— Start of DATA SHOWN —

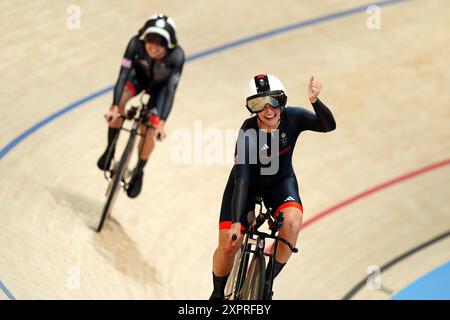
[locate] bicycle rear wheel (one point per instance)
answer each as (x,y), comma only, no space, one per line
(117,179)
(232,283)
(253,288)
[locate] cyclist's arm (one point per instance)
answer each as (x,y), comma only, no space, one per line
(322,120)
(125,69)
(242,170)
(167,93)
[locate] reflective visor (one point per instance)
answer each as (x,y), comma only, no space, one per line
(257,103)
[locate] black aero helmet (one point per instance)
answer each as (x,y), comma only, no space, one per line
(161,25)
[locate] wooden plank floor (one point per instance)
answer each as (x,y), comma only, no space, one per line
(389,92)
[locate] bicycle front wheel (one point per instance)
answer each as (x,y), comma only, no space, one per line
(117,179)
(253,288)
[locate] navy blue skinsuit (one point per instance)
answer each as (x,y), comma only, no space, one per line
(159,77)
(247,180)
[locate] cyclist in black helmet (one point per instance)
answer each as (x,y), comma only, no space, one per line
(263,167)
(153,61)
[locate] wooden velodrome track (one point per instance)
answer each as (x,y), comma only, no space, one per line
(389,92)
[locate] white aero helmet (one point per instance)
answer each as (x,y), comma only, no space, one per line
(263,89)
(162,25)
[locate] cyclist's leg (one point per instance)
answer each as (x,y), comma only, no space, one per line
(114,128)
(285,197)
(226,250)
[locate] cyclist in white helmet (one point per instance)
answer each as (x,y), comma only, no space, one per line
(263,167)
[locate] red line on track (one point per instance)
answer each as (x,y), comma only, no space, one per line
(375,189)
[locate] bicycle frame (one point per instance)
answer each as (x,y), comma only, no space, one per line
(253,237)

— End of DATA SHOWN —
— Start of DATA SHOWN —

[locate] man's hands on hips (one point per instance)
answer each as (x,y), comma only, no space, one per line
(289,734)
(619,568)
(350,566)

— End of DATA SHOWN —
— Start of DATA SHOWN —

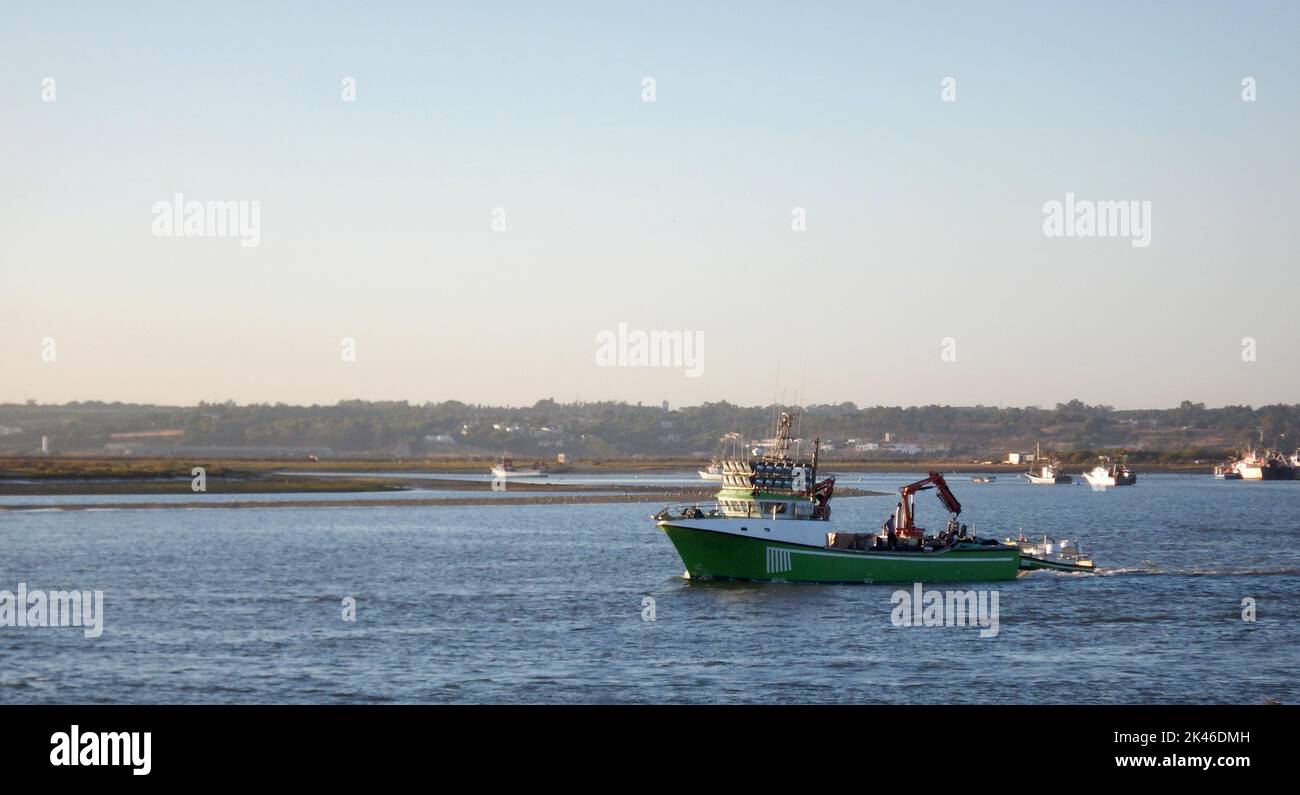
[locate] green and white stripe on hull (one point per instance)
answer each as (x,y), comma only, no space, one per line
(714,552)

— End of DATA SHOWN —

# [TASK GOAL]
Pull out each line of the records that contains the word "black", copying every such line unchanged.

# [RESPONSE TO THE TASK]
[locate] black aero helmet (one point per instance)
[locate] cyclist in black helmet (one point per instance)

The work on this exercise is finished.